Exercise requirements
Reproduce, word for word, the part of the column on de Blasio that begins at the words "De Blasio astride" and stops after "never have before.".

Exercise text
Tuesday, January 7, 2014

De Blasio astride the city


For all the back-to-the-future chatter about the “bad old days” or “good old days” (depending on who you ask), the past won’t be prelude for Bill de Blasio.


After 20 years of “emergency” non-Democratic leaders, New York City, always a fairly liberal town, now belongs wholly to the left in a way it may never have before.


Aided by a national press eager to portray him as the face of a rising progressive wave, de Blasio has framed his 50-point win in November as a sweeping mandate for change — despite record low turnout, Democrats’ overwhelming voter advantage here and polls showing most New Yorkers fairly happy with the policies of the last administration.


De Blasio first made his bones working for David Dinkins, our last Democratic mayor, but he’s inheriting a very different city and moment . Dinkins, after his surprise primary win over three-term mayor Ed Koch, barely edged out Rudy Giuliani in November only to discover he’d won control over a city on the brink of bankruptcy. He also faced a City Council speaker, Peter Vallone, who represented the city’s then larger, more politically potent and fairly conservative outer-borough middle class, plus Rudy in the wings.

Information shown
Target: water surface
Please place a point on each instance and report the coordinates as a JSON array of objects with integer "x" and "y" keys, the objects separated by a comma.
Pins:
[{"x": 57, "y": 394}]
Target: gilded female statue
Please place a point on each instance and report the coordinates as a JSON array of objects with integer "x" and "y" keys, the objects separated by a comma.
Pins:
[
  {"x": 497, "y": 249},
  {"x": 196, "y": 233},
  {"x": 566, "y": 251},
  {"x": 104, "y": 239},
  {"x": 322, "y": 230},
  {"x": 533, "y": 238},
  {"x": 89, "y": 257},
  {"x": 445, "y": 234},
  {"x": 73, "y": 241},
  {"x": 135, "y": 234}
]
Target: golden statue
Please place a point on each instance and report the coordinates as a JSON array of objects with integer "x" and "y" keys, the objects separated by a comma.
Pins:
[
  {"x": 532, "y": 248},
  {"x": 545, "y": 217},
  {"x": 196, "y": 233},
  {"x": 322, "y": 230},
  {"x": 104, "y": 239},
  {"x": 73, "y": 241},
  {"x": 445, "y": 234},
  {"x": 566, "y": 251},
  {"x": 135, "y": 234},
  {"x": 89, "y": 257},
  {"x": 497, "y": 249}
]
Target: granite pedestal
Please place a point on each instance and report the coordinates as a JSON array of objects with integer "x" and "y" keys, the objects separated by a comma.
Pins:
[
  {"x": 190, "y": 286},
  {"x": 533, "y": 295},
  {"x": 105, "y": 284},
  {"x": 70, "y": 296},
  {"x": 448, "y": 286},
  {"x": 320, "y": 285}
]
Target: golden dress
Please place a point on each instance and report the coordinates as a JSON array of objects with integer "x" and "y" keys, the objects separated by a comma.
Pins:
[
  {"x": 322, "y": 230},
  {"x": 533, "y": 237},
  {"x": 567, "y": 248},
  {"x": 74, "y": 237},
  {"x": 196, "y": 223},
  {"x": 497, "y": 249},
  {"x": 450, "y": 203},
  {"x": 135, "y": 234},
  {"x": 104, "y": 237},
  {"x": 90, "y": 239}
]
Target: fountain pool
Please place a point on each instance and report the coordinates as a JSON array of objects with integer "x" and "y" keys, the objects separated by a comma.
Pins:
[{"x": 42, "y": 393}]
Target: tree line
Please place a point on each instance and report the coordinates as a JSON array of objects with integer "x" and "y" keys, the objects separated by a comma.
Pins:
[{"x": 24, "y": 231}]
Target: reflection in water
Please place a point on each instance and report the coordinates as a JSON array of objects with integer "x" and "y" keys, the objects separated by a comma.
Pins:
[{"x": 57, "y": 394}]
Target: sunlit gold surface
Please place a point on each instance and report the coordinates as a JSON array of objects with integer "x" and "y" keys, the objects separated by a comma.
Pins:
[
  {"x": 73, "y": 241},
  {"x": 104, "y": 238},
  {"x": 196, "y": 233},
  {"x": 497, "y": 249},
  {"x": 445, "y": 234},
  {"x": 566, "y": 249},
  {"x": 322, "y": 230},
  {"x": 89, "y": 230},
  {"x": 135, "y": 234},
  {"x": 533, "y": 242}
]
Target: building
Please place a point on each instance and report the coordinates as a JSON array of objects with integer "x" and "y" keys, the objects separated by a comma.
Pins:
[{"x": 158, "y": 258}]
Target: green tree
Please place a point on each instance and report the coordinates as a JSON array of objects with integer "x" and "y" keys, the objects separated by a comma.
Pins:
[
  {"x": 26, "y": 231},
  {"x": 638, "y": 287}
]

Finished task
De Blasio astride the city


For all the back-to-the-future chatter about the “bad old days” or “good old days” (depending on who you ask), the past won’t be prelude for Bill de Blasio.


After 20 years of “emergency” non-Democratic leaders, New York City, always a fairly liberal town, now belongs wholly to the left in a way it may never have before.